* _Consegna_: Nel testo sul colpo di Stato in Niger, quando ha ottenuto l'indipendenza la maggior parte degli attuali Paesi africani?

* _Testo della pagina_:
****

Uno degli slogan scanditi dai manifestanti che sostengono il colpo di Stato nel Paese è che mentre loro illuminano la Francia, vivono nell’oscurità.

Per alcuni di questi analisti, il fatto che alcuni manifestanti che sostengono il colpo di Stato in Niger portino bandiere russe sarebbe una sorta di conferma del coinvolgimento del Paese nel colpo di Stato. Ancora una volta, ciò che nessuno solleva è la visione africana di ciò che sta accadendo sul proprio territorio o una lettura geopolitica basata sui propri interessi.

Forse quello che non ci farebbe bene, come analisti educati a una mentalità eurocentrica, stereotipata e razzista, sarebbe ascoltare, anche se solo per la prima volta, la lettura che i popoli africani fanno della propria realtà e di quella del mondo.

I processi di indipendenza

La maggior parte degli attuali Paesi africani ha ottenuto l’indipendenza dopo la Seconda guerra mondiale attraverso processi di decolonizzazione, sia con la lotta armata che con accordi politici. Il contesto della Guerra Fredda ha favorito lo scenario dei cosiddetti Paesi del “terzo mondo” che, nel mezzo di un equilibrio nelle relazioni internazionali, hanno ottenuto uno spazio per lo sviluppo delle proprie lotte emancipatorie.

****

* _Elenco dei record_:
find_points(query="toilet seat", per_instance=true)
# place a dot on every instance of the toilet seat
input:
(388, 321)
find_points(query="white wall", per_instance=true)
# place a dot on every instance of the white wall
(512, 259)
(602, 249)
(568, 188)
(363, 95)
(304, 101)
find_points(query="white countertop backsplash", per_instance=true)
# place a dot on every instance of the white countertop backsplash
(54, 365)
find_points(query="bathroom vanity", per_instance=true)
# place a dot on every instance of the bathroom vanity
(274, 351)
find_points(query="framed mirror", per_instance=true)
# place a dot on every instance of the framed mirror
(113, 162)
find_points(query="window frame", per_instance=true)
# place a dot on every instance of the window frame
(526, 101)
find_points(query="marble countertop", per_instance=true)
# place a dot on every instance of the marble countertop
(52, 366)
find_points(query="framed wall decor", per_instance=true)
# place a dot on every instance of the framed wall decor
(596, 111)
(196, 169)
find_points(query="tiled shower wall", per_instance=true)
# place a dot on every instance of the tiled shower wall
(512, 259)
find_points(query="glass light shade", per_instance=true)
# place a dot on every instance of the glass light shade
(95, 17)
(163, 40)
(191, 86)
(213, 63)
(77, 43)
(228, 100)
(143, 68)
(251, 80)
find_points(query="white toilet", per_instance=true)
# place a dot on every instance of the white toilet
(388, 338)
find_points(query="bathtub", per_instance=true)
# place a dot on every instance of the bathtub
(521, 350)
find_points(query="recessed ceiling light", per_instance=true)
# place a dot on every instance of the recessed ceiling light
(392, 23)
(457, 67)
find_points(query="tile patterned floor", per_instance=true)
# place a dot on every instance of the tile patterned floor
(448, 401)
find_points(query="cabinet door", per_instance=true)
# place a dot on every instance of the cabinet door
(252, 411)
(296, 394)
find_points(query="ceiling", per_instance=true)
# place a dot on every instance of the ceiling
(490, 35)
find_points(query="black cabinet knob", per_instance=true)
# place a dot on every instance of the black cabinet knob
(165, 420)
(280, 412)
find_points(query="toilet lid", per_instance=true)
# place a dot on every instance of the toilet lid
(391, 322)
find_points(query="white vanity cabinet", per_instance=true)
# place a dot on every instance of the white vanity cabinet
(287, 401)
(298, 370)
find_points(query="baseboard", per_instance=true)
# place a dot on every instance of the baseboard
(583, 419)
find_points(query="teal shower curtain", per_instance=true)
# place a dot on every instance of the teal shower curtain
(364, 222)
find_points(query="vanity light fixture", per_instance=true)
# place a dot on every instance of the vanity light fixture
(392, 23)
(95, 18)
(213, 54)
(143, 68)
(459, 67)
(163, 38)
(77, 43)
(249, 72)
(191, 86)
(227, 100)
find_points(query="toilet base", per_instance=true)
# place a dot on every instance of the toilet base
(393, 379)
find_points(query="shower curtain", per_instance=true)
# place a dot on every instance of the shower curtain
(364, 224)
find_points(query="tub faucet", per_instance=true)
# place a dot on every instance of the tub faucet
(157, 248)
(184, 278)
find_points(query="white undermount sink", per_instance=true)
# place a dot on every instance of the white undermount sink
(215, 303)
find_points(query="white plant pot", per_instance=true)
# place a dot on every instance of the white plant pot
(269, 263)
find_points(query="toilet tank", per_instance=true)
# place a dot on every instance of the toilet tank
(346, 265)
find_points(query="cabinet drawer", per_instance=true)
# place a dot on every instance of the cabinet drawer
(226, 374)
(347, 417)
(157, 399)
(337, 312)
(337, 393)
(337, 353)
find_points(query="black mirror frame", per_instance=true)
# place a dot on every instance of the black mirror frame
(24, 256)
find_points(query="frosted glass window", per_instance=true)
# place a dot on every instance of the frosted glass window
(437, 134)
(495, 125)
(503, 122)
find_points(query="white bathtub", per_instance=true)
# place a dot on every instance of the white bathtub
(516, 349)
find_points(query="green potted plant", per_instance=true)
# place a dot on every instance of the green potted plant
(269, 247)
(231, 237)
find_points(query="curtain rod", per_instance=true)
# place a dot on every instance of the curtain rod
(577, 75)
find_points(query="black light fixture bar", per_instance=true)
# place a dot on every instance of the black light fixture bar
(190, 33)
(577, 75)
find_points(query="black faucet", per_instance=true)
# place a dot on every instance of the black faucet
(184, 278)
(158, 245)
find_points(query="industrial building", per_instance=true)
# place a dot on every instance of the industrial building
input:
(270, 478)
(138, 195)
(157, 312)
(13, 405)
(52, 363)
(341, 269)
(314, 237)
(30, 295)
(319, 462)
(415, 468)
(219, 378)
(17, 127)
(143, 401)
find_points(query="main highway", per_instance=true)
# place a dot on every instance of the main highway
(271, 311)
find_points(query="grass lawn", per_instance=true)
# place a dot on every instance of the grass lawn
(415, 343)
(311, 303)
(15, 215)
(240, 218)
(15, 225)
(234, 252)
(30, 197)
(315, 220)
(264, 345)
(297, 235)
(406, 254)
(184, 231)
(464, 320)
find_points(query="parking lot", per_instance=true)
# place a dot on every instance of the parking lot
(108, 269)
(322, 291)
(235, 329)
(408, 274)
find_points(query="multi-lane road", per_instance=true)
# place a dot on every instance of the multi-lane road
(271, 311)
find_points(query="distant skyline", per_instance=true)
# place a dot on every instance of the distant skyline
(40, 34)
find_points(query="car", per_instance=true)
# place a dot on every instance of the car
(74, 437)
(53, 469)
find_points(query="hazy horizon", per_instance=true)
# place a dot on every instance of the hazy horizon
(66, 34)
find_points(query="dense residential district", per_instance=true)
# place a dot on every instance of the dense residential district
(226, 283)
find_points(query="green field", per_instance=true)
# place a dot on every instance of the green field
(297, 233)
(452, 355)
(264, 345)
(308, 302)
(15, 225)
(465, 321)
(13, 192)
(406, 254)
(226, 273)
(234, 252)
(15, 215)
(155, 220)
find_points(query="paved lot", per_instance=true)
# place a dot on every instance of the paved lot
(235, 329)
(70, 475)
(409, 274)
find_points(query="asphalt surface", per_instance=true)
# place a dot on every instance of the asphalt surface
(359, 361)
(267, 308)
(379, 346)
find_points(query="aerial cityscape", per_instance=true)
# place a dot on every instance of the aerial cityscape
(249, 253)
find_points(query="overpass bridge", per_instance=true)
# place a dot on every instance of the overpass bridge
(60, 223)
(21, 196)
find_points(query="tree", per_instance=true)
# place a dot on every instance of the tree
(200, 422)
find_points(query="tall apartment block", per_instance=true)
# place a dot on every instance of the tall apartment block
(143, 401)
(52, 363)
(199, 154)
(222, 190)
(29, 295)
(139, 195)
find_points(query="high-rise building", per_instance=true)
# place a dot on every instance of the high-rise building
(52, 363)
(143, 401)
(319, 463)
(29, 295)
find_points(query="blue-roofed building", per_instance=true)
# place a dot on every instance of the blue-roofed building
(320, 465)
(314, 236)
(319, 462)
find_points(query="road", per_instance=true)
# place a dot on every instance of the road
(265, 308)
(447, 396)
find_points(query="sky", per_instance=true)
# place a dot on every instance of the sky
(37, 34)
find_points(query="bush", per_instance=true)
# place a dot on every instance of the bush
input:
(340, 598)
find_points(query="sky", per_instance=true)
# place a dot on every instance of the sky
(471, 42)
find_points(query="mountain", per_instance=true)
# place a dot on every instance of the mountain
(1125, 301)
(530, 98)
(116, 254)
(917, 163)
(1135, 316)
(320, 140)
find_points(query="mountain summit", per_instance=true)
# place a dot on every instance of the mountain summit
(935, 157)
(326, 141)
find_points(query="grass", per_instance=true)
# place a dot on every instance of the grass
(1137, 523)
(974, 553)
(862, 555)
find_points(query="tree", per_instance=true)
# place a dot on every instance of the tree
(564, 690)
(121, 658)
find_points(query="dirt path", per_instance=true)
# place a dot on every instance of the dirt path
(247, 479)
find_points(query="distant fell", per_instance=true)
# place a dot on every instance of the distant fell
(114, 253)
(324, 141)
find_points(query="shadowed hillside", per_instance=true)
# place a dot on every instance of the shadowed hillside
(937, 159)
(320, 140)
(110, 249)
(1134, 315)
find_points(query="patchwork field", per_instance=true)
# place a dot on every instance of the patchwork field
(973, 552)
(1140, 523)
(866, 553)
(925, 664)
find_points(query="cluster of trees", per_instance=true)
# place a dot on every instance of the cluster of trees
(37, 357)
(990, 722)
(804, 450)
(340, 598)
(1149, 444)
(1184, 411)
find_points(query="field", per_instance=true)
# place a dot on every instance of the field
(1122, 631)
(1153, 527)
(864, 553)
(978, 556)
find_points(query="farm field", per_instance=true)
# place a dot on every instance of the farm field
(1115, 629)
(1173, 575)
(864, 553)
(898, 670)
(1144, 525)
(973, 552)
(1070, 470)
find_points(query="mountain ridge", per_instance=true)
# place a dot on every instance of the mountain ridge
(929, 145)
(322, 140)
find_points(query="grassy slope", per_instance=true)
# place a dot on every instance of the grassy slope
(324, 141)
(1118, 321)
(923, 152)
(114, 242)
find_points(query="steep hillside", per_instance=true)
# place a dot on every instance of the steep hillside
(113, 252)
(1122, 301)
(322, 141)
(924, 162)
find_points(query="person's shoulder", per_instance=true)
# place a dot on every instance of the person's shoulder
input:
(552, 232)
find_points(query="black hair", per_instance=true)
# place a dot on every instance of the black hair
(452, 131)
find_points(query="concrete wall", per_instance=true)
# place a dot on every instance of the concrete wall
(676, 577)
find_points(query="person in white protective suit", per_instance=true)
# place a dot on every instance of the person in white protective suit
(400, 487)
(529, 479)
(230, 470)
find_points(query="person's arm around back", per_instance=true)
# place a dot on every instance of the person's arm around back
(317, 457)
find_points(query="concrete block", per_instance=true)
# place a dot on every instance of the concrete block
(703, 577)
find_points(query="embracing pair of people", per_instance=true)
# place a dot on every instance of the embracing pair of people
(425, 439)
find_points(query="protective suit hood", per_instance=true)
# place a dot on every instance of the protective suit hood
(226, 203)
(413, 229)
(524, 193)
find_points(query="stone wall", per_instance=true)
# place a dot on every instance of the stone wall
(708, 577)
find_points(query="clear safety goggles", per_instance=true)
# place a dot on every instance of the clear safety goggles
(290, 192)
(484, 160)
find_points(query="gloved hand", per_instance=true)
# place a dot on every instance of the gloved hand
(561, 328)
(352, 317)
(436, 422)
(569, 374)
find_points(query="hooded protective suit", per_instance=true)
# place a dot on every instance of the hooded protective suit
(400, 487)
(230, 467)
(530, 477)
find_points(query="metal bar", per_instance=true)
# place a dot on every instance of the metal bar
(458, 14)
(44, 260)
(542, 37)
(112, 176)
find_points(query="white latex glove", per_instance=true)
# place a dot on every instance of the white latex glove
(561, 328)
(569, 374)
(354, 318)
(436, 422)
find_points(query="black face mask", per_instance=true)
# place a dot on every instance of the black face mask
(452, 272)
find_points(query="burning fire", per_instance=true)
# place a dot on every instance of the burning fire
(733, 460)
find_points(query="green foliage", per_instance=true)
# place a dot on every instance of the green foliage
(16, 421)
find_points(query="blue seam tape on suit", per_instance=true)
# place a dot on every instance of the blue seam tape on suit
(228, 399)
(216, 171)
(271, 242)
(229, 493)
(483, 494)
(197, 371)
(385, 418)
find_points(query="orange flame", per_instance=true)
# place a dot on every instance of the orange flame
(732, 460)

****

* _Soluzione_: Dopo la Seconda guerra mondiale, attraverso processi di decolonizzazione.